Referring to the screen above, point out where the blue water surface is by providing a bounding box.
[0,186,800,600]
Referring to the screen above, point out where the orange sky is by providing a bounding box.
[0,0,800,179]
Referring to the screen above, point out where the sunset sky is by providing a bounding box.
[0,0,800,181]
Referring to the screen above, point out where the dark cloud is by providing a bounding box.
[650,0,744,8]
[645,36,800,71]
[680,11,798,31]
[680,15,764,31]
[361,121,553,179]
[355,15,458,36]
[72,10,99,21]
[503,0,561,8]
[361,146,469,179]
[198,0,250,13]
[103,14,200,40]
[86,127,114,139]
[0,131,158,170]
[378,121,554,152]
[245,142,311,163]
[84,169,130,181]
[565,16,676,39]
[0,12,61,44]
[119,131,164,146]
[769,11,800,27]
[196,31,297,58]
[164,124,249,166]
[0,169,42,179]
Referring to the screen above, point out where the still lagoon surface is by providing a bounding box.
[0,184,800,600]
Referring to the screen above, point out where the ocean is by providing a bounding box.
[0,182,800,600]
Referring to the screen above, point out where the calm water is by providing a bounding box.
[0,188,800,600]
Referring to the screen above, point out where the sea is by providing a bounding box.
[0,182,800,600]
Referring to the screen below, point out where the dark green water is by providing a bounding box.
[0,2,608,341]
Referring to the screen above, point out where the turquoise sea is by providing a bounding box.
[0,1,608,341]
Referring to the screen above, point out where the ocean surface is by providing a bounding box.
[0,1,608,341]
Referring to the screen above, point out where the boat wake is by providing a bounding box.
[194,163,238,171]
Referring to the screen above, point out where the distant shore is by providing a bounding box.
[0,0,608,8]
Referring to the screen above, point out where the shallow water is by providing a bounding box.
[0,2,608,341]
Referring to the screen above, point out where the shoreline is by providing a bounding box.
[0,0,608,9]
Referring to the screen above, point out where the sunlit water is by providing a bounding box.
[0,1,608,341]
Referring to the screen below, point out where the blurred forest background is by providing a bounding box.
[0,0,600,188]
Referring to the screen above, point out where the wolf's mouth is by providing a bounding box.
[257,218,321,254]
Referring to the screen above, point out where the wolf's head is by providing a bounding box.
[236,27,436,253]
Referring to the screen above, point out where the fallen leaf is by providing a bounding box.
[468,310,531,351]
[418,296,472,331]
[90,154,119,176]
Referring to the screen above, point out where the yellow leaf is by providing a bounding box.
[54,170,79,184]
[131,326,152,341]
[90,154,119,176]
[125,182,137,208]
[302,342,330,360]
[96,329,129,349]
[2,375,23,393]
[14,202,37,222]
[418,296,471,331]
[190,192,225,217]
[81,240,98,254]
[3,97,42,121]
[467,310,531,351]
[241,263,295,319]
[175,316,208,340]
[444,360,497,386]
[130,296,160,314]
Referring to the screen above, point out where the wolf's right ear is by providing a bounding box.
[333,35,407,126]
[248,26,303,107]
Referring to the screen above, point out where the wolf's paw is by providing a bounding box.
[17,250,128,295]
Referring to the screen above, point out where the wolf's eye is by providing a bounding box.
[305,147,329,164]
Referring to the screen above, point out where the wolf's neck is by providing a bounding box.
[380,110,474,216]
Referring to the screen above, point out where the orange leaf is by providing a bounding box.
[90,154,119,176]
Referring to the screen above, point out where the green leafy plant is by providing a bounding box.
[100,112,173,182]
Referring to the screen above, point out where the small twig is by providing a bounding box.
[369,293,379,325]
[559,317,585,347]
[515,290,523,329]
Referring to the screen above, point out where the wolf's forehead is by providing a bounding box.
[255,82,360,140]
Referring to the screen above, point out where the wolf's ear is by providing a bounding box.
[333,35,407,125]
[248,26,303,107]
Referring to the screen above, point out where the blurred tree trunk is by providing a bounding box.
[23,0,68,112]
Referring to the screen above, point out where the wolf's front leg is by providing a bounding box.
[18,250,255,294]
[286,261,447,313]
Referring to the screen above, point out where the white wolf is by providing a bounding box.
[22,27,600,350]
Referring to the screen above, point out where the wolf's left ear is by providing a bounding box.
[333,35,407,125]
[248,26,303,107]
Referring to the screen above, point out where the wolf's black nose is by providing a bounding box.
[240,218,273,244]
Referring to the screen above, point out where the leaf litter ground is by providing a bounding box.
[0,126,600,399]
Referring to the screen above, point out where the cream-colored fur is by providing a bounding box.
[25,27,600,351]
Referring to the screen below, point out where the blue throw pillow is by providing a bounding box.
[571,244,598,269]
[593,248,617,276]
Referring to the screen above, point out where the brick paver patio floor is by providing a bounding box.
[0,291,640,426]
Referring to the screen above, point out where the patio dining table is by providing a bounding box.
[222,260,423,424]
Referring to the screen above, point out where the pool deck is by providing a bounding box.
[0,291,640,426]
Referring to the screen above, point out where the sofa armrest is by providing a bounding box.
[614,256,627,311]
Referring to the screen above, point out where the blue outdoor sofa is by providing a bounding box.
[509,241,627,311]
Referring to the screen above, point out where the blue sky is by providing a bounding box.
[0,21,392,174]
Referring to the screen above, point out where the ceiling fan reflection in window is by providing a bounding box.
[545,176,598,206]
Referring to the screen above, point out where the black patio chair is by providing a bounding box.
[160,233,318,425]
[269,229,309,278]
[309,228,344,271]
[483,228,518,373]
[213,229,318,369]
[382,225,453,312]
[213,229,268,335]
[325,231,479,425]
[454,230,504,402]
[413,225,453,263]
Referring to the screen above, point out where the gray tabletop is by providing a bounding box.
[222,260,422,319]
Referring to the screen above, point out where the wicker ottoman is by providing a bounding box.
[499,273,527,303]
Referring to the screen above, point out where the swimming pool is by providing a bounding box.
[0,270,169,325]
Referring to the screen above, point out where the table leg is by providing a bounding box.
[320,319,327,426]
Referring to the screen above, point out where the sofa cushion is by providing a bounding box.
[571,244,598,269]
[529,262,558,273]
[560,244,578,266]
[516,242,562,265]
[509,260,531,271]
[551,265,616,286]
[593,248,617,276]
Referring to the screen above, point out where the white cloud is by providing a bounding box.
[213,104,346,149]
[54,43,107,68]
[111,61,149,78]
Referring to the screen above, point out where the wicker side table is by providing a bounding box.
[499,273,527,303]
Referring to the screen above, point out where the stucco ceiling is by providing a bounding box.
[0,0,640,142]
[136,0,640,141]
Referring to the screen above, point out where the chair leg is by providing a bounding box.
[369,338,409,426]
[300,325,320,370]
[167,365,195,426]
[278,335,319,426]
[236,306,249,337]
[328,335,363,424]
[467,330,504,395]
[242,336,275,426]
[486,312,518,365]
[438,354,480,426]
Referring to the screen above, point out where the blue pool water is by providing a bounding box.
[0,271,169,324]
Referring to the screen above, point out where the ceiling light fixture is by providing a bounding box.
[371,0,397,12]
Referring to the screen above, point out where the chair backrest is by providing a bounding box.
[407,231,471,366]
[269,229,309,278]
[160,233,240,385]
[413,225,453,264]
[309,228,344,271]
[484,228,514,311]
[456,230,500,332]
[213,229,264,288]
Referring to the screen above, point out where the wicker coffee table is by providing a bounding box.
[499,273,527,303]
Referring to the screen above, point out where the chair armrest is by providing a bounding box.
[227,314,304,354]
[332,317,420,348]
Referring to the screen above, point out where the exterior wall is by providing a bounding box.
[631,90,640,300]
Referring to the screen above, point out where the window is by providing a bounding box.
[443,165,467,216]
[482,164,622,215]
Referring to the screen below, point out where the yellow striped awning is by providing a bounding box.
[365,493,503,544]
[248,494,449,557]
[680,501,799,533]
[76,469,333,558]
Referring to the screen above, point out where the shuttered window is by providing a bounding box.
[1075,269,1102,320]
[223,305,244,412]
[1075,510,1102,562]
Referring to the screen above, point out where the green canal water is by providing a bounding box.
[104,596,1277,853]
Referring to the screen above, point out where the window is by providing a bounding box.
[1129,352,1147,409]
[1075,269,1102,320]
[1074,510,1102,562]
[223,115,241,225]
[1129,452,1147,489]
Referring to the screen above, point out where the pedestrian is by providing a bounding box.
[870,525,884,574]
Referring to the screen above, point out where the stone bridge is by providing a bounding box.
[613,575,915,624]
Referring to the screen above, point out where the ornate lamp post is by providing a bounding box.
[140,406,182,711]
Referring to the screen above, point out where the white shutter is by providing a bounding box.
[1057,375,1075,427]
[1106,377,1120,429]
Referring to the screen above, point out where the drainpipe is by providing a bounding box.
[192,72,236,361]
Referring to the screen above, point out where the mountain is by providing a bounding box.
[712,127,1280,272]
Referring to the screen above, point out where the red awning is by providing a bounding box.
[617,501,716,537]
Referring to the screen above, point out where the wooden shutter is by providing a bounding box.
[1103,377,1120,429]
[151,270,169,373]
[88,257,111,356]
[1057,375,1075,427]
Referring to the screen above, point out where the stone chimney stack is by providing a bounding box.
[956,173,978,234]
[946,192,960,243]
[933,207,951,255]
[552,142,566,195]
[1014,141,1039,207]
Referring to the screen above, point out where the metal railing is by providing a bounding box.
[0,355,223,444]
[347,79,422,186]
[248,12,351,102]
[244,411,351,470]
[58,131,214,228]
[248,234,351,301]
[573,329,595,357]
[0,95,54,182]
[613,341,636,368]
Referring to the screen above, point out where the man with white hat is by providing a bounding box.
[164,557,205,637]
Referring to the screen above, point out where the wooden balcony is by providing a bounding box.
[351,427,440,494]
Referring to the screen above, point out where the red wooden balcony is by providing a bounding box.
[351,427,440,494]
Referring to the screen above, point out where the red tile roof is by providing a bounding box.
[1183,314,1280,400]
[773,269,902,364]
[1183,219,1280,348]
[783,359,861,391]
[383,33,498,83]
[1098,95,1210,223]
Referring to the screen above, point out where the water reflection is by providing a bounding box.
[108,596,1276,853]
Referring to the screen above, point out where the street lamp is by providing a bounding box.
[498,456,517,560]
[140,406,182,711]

•••

Reproduce, word for word, only the lines from the one that contains "wooden shutter is by providing a bounding box." through the final line.

#### Output of the exercise
Referring to the screen above, point out where the wooden shutter is by providing a bounding box.
[1103,377,1120,429]
[151,270,169,373]
[88,257,111,356]
[1057,375,1075,427]
Referring to the screen above, point out where the stone chimney stack is by providing a bounding box.
[956,173,978,234]
[946,192,960,243]
[933,207,951,255]
[552,142,566,195]
[1014,141,1039,207]
Referring to the screen above, point out where the metal railing is by providing a bounding box.
[0,355,223,444]
[347,79,422,186]
[248,12,351,102]
[244,411,351,470]
[58,131,214,228]
[248,234,351,301]
[573,329,595,357]
[0,95,54,182]
[613,341,636,368]
Referring to the screen above, point out where the man with white hat is by providing a bounding box.
[164,557,205,637]
Referring to the screen above, point out where the wooden balcony is by providing a bounding box.
[351,427,440,494]
Referring to the screen above, point out where the red wooden balcony is by providing a bounding box.
[351,427,440,494]
Referring to the screen above, point out where the red tile roof is by providing a bounding box.
[1183,314,1280,400]
[773,269,902,364]
[1183,219,1280,348]
[783,359,861,391]
[383,33,498,83]
[1098,95,1210,223]
Referring to the screen above, point out where the water reflection is by providing a bounding box.
[108,596,1276,853]
Referring to the screen above, point out where the street lamp is by providing a bounding box.
[498,456,517,560]
[140,406,182,711]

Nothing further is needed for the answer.